==== RECORDS TO PROCESS ====
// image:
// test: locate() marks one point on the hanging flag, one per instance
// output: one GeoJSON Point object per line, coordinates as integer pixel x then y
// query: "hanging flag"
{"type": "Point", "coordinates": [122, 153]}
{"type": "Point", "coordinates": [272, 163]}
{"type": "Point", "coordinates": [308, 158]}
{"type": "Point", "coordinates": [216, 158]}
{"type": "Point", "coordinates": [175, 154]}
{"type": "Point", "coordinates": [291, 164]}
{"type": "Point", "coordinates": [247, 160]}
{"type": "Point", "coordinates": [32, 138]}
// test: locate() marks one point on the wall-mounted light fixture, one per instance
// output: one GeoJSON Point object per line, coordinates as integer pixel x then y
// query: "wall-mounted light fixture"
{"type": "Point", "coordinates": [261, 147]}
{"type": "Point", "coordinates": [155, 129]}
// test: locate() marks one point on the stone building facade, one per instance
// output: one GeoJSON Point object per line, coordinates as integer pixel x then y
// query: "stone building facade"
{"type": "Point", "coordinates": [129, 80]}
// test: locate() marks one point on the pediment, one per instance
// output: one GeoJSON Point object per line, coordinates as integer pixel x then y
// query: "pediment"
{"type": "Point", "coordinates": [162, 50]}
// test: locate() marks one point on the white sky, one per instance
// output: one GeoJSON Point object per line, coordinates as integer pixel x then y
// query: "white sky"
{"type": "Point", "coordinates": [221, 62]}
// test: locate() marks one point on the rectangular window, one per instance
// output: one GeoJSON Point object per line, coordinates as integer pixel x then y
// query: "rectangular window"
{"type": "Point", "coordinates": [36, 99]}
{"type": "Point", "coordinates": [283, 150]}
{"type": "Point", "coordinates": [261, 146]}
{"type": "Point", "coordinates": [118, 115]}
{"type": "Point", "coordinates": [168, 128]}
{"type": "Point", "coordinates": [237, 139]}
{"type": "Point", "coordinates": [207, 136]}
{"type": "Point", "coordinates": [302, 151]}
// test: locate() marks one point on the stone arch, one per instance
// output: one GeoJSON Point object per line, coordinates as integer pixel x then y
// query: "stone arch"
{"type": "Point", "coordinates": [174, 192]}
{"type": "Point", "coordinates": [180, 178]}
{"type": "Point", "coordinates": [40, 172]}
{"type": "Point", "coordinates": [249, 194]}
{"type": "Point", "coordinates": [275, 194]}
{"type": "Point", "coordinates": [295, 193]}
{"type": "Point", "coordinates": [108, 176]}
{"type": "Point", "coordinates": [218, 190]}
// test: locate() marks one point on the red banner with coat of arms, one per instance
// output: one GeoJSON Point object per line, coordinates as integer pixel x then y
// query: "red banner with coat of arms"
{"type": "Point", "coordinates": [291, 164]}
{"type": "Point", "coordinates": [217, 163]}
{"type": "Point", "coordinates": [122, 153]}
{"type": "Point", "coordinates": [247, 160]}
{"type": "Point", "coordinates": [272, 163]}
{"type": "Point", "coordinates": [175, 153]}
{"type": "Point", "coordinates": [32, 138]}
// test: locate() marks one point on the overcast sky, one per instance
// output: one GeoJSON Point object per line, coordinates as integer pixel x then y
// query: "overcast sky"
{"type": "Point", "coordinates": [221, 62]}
====
Reproduce every record, matching each line exactly.

// image:
// test: locate() marks one point on the hanging flag, one per instance
// output: one GeoJSON Point object per line, coordinates as integer pixel x then y
// query: "hanging flag"
{"type": "Point", "coordinates": [122, 153]}
{"type": "Point", "coordinates": [272, 163]}
{"type": "Point", "coordinates": [308, 158]}
{"type": "Point", "coordinates": [216, 158]}
{"type": "Point", "coordinates": [175, 154]}
{"type": "Point", "coordinates": [291, 164]}
{"type": "Point", "coordinates": [247, 160]}
{"type": "Point", "coordinates": [32, 138]}
// test: locate() marks one point on the wall-mounted light fixture, one per instance
// output: one GeoJSON Point object per line, coordinates as integer pixel x then y
// query: "wall-mounted light fixture"
{"type": "Point", "coordinates": [261, 147]}
{"type": "Point", "coordinates": [155, 129]}
// test: locate() marks one point on the stone building facade, one per instance
// output: one GeoJSON Point object per line, coordinates as integer pixel x then y
// query: "stone building facade"
{"type": "Point", "coordinates": [129, 80]}
// test: locate() marks one point on the pediment, one per instance
// output: one GeoJSON Point object per line, coordinates as integer pixel x then y
// query: "pediment"
{"type": "Point", "coordinates": [162, 50]}
// test: locate() marks one point on the white sky, one per instance
// output: one GeoJSON Point object per line, coordinates as integer pixel x then y
// query: "white sky"
{"type": "Point", "coordinates": [221, 62]}
// test: locate() marks one point on the rectangular window, one per instance
// output: one GeoJSON Point object per line, coordinates as integer pixel x then y
// query: "rectangular window"
{"type": "Point", "coordinates": [36, 99]}
{"type": "Point", "coordinates": [283, 150]}
{"type": "Point", "coordinates": [261, 146]}
{"type": "Point", "coordinates": [118, 115]}
{"type": "Point", "coordinates": [168, 128]}
{"type": "Point", "coordinates": [237, 139]}
{"type": "Point", "coordinates": [207, 136]}
{"type": "Point", "coordinates": [302, 151]}
// test: locate() marks one point on the stone arch, one per instance
// output: one GeoJSON Point object per line, coordinates as integer pixel x then y
// query: "stone arch"
{"type": "Point", "coordinates": [174, 192]}
{"type": "Point", "coordinates": [180, 178]}
{"type": "Point", "coordinates": [40, 172]}
{"type": "Point", "coordinates": [249, 194]}
{"type": "Point", "coordinates": [275, 194]}
{"type": "Point", "coordinates": [295, 193]}
{"type": "Point", "coordinates": [108, 176]}
{"type": "Point", "coordinates": [218, 190]}
// test: locate() marks one point on the red banner with coat of arms, one per instance
// output: one GeoJSON Point object per line, coordinates as integer pixel x then y
// query: "red banner with coat of arms"
{"type": "Point", "coordinates": [291, 164]}
{"type": "Point", "coordinates": [217, 163]}
{"type": "Point", "coordinates": [122, 153]}
{"type": "Point", "coordinates": [247, 160]}
{"type": "Point", "coordinates": [272, 163]}
{"type": "Point", "coordinates": [175, 153]}
{"type": "Point", "coordinates": [32, 138]}
// test: locate() marks one point on the overcast sky, one per instance
// output: one GeoJSON Point object per line, coordinates as integer pixel x then y
// query: "overcast sky"
{"type": "Point", "coordinates": [221, 62]}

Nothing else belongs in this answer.